───── Data for the task ─────

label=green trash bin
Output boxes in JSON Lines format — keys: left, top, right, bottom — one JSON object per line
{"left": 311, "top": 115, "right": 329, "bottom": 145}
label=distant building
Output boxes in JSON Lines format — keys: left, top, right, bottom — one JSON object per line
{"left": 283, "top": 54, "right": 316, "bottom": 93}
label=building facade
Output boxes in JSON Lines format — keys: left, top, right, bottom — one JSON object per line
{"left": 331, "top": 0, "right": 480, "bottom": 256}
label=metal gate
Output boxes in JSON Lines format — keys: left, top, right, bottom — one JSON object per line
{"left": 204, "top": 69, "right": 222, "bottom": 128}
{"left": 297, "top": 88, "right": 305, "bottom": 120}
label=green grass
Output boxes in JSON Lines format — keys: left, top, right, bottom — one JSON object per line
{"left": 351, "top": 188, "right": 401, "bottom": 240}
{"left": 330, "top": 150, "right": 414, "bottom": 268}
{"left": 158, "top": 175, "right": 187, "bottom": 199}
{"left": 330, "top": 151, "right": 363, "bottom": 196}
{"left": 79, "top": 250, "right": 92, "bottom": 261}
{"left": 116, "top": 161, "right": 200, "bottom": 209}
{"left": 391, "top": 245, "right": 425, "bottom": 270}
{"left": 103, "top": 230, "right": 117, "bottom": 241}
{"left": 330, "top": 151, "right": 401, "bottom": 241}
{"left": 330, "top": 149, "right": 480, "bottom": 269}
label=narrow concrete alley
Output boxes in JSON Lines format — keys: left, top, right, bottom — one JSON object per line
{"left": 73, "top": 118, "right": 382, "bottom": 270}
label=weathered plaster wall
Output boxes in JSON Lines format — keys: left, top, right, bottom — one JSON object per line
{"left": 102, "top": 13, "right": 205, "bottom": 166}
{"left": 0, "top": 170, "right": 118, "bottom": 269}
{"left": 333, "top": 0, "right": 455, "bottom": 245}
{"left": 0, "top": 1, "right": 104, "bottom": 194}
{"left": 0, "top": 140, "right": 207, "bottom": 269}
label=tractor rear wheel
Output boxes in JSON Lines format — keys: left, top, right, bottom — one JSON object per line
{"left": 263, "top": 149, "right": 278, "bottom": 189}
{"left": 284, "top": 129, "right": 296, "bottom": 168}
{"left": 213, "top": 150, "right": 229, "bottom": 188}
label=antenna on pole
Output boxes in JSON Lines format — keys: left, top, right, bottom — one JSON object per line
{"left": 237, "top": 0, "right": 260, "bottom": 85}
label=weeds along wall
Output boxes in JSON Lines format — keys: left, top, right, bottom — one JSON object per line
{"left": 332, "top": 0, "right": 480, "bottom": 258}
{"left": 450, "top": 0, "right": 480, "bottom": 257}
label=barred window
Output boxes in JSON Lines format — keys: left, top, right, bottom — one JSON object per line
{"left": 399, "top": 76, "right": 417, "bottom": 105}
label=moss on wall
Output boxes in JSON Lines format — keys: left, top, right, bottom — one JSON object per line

─────

> Task item: Give the count of lines in the material containing "green". The reply is that number alone.

> Written answer: 2